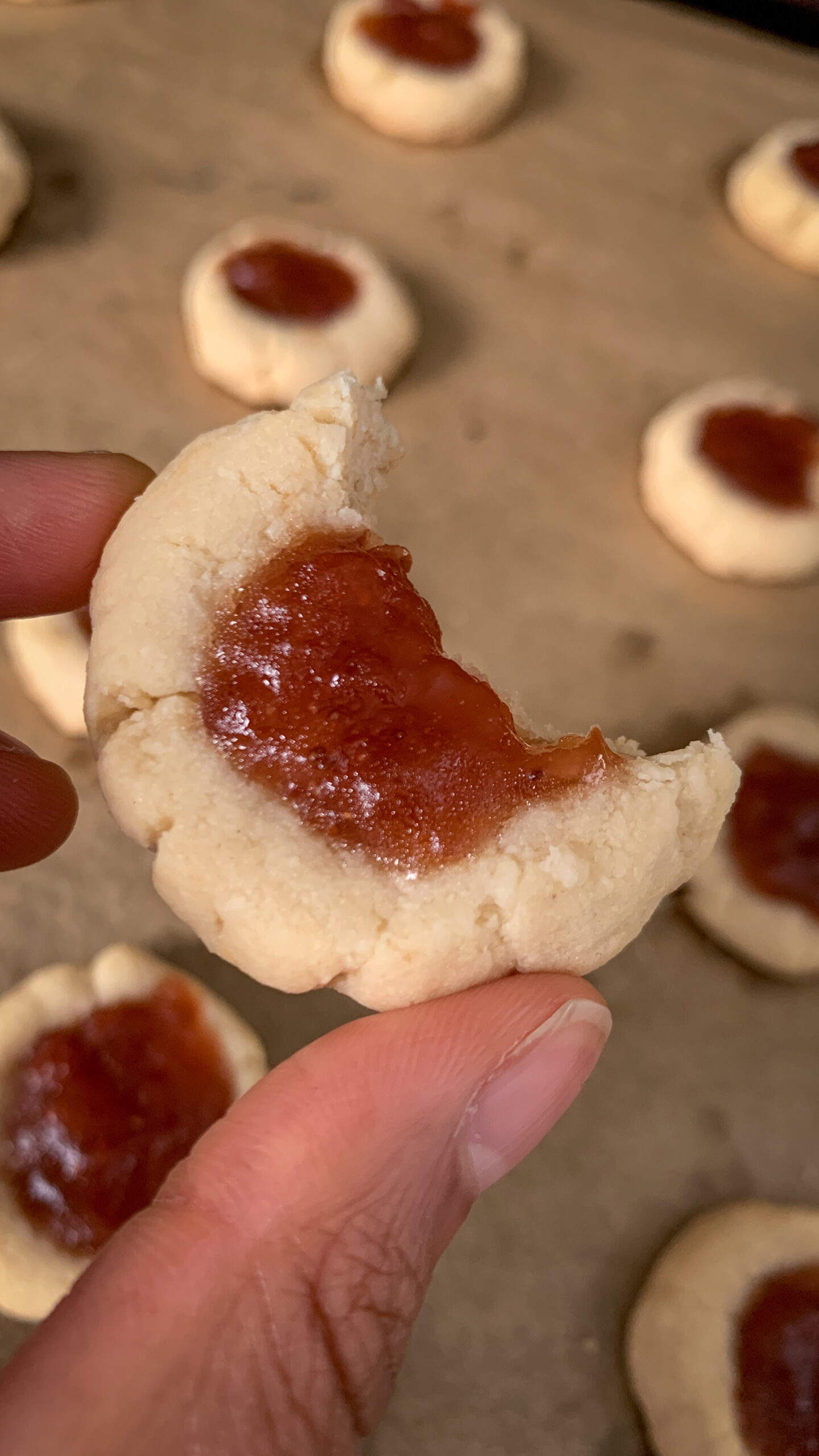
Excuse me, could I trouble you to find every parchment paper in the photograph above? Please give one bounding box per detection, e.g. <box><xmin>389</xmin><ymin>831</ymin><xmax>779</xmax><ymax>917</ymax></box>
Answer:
<box><xmin>0</xmin><ymin>0</ymin><xmax>819</xmax><ymax>1456</ymax></box>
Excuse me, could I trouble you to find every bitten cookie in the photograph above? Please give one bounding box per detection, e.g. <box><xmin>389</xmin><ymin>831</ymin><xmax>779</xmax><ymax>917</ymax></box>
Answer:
<box><xmin>726</xmin><ymin>121</ymin><xmax>819</xmax><ymax>274</ymax></box>
<box><xmin>640</xmin><ymin>380</ymin><xmax>819</xmax><ymax>582</ymax></box>
<box><xmin>0</xmin><ymin>945</ymin><xmax>267</xmax><ymax>1319</ymax></box>
<box><xmin>627</xmin><ymin>1203</ymin><xmax>819</xmax><ymax>1456</ymax></box>
<box><xmin>685</xmin><ymin>708</ymin><xmax>819</xmax><ymax>975</ymax></box>
<box><xmin>182</xmin><ymin>218</ymin><xmax>420</xmax><ymax>405</ymax></box>
<box><xmin>324</xmin><ymin>0</ymin><xmax>526</xmax><ymax>146</ymax></box>
<box><xmin>6</xmin><ymin>611</ymin><xmax>90</xmax><ymax>738</ymax></box>
<box><xmin>86</xmin><ymin>374</ymin><xmax>738</xmax><ymax>1008</ymax></box>
<box><xmin>0</xmin><ymin>119</ymin><xmax>32</xmax><ymax>243</ymax></box>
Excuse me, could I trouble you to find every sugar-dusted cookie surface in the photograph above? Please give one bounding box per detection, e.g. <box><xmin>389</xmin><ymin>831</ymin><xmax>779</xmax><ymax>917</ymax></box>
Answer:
<box><xmin>324</xmin><ymin>0</ymin><xmax>526</xmax><ymax>146</ymax></box>
<box><xmin>86</xmin><ymin>374</ymin><xmax>738</xmax><ymax>1008</ymax></box>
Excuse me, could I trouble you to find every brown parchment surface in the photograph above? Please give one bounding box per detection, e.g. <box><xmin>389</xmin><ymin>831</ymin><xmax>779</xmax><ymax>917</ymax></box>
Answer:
<box><xmin>0</xmin><ymin>0</ymin><xmax>819</xmax><ymax>1456</ymax></box>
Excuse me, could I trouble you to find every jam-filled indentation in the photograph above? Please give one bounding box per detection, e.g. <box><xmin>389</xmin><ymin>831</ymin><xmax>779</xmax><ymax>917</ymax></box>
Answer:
<box><xmin>729</xmin><ymin>746</ymin><xmax>819</xmax><ymax>917</ymax></box>
<box><xmin>221</xmin><ymin>240</ymin><xmax>358</xmax><ymax>323</ymax></box>
<box><xmin>358</xmin><ymin>0</ymin><xmax>481</xmax><ymax>71</ymax></box>
<box><xmin>200</xmin><ymin>533</ymin><xmax>621</xmax><ymax>871</ymax></box>
<box><xmin>698</xmin><ymin>405</ymin><xmax>819</xmax><ymax>511</ymax></box>
<box><xmin>2</xmin><ymin>975</ymin><xmax>231</xmax><ymax>1254</ymax></box>
<box><xmin>734</xmin><ymin>1264</ymin><xmax>819</xmax><ymax>1456</ymax></box>
<box><xmin>790</xmin><ymin>140</ymin><xmax>819</xmax><ymax>189</ymax></box>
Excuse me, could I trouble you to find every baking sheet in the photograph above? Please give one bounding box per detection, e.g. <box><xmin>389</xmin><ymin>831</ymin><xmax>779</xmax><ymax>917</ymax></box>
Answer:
<box><xmin>0</xmin><ymin>0</ymin><xmax>819</xmax><ymax>1456</ymax></box>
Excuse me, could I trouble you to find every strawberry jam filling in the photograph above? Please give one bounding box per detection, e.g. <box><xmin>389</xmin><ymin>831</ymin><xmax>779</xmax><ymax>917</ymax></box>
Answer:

* What to produce *
Arrange all the lines above as a numbered list, omitting any blank lines and leaving the picture out.

* Exercise result *
1. Excuse me, could I trouble you to find every parchment paper in the photograph above? Please give one bounding box per detection, e.g. <box><xmin>389</xmin><ymin>831</ymin><xmax>779</xmax><ymax>917</ymax></box>
2. Answer:
3. <box><xmin>0</xmin><ymin>0</ymin><xmax>819</xmax><ymax>1456</ymax></box>
4. Excuse me, could I trouble you to find every bitten cookie in the photograph above? Please give one bounding box per detection, e.g. <box><xmin>389</xmin><ymin>831</ymin><xmax>779</xmax><ymax>917</ymax></box>
5. Answer:
6. <box><xmin>726</xmin><ymin>121</ymin><xmax>819</xmax><ymax>274</ymax></box>
7. <box><xmin>640</xmin><ymin>380</ymin><xmax>819</xmax><ymax>582</ymax></box>
8. <box><xmin>0</xmin><ymin>945</ymin><xmax>267</xmax><ymax>1319</ymax></box>
9. <box><xmin>627</xmin><ymin>1203</ymin><xmax>819</xmax><ymax>1456</ymax></box>
10. <box><xmin>685</xmin><ymin>708</ymin><xmax>819</xmax><ymax>975</ymax></box>
11. <box><xmin>182</xmin><ymin>218</ymin><xmax>420</xmax><ymax>405</ymax></box>
12. <box><xmin>324</xmin><ymin>0</ymin><xmax>526</xmax><ymax>146</ymax></box>
13. <box><xmin>6</xmin><ymin>611</ymin><xmax>90</xmax><ymax>738</ymax></box>
14. <box><xmin>86</xmin><ymin>374</ymin><xmax>738</xmax><ymax>1008</ymax></box>
15. <box><xmin>0</xmin><ymin>119</ymin><xmax>32</xmax><ymax>243</ymax></box>
16. Excuse me, could I trouble you to find every sugar-dusted cookie surface in the photograph above? Please give one bounding box per detection, e.g. <box><xmin>389</xmin><ymin>831</ymin><xmax>779</xmax><ymax>917</ymax></box>
17. Answer:
18. <box><xmin>324</xmin><ymin>0</ymin><xmax>526</xmax><ymax>146</ymax></box>
19. <box><xmin>86</xmin><ymin>374</ymin><xmax>738</xmax><ymax>1008</ymax></box>
20. Excuse me, could I trouble you to find every brown parchment surface in the photograph above? Please give one bounding box per detection, e.g. <box><xmin>389</xmin><ymin>831</ymin><xmax>779</xmax><ymax>917</ymax></box>
21. Answer:
22. <box><xmin>0</xmin><ymin>0</ymin><xmax>819</xmax><ymax>1456</ymax></box>
23. Excuse me, could I trouble you to find every jam-filled indentation in the photograph above? Please give one bounding box per detection, e.g. <box><xmin>389</xmin><ymin>831</ymin><xmax>779</xmax><ymax>917</ymax></box>
24. Answer:
25. <box><xmin>729</xmin><ymin>746</ymin><xmax>819</xmax><ymax>917</ymax></box>
26. <box><xmin>221</xmin><ymin>240</ymin><xmax>358</xmax><ymax>323</ymax></box>
27. <box><xmin>358</xmin><ymin>0</ymin><xmax>481</xmax><ymax>71</ymax></box>
28. <box><xmin>200</xmin><ymin>533</ymin><xmax>621</xmax><ymax>871</ymax></box>
29. <box><xmin>698</xmin><ymin>405</ymin><xmax>819</xmax><ymax>511</ymax></box>
30. <box><xmin>2</xmin><ymin>975</ymin><xmax>231</xmax><ymax>1254</ymax></box>
31. <box><xmin>734</xmin><ymin>1264</ymin><xmax>819</xmax><ymax>1456</ymax></box>
32. <box><xmin>790</xmin><ymin>140</ymin><xmax>819</xmax><ymax>189</ymax></box>
33. Excuse me, could I trouble you to find every baking sheet in the photograph above? Please give one bounding box per detection, e.g. <box><xmin>389</xmin><ymin>831</ymin><xmax>779</xmax><ymax>917</ymax></box>
34. Answer:
35. <box><xmin>0</xmin><ymin>0</ymin><xmax>819</xmax><ymax>1456</ymax></box>
36. Excuse me, could I trouble you to find every strawberry jam filling in the photograph above? Please give one bounding box per detection, e.g. <box><xmin>389</xmin><ymin>831</ymin><xmax>779</xmax><ymax>917</ymax></box>
37. Answer:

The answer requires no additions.